## start PROVIDED DATA

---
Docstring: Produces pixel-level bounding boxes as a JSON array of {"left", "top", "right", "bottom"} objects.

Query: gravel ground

## end PROVIDED DATA
## start PROVIDED DATA

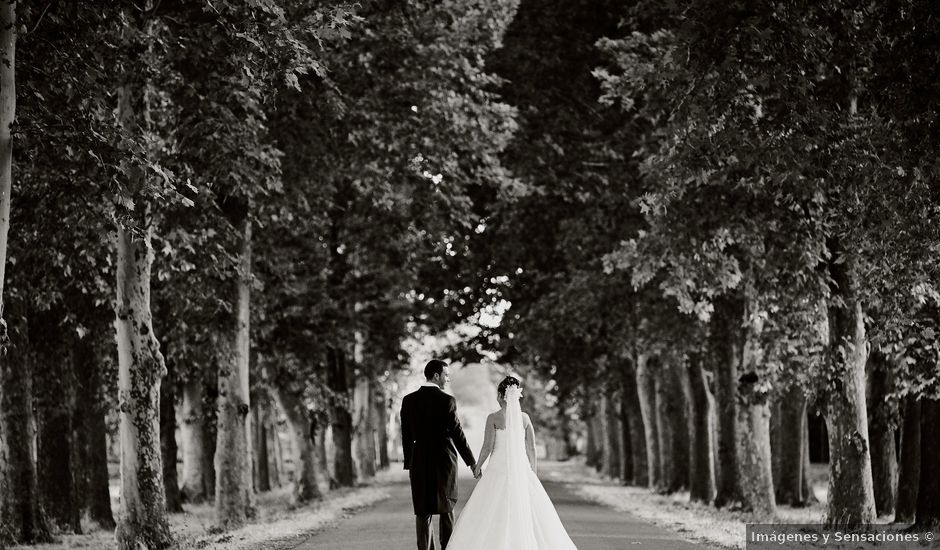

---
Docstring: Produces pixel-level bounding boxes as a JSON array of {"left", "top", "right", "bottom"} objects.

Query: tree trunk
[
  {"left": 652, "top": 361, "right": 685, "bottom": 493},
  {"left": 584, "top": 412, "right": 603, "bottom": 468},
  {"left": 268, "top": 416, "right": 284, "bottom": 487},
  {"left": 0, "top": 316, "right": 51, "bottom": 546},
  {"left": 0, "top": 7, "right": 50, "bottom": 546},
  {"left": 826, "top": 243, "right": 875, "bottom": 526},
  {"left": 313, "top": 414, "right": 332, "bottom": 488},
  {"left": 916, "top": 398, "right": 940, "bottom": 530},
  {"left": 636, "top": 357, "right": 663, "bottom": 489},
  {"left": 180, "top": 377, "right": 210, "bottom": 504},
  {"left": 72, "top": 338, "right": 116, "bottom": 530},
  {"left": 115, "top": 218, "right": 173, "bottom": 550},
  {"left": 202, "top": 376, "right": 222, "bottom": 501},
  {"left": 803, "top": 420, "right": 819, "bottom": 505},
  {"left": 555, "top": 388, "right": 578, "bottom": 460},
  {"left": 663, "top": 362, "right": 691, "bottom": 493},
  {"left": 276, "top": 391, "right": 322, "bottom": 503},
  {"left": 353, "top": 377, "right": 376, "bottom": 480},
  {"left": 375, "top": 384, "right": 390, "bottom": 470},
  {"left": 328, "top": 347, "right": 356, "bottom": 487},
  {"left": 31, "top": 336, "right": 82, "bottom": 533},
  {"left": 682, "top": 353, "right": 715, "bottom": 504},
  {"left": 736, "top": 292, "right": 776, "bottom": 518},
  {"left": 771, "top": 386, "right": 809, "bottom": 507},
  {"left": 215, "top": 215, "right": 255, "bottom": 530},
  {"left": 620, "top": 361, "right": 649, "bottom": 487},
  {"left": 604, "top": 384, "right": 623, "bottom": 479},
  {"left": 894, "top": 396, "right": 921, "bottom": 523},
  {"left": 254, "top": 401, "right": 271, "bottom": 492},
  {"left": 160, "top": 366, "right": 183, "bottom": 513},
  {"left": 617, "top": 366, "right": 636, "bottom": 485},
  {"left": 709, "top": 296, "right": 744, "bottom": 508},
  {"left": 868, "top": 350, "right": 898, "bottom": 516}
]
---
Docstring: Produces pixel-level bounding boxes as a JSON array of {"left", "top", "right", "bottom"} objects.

## end PROVIDED DATA

Tally the lines in the items above that contain the string "Query", matching case exactly. Reply with the number alone.

2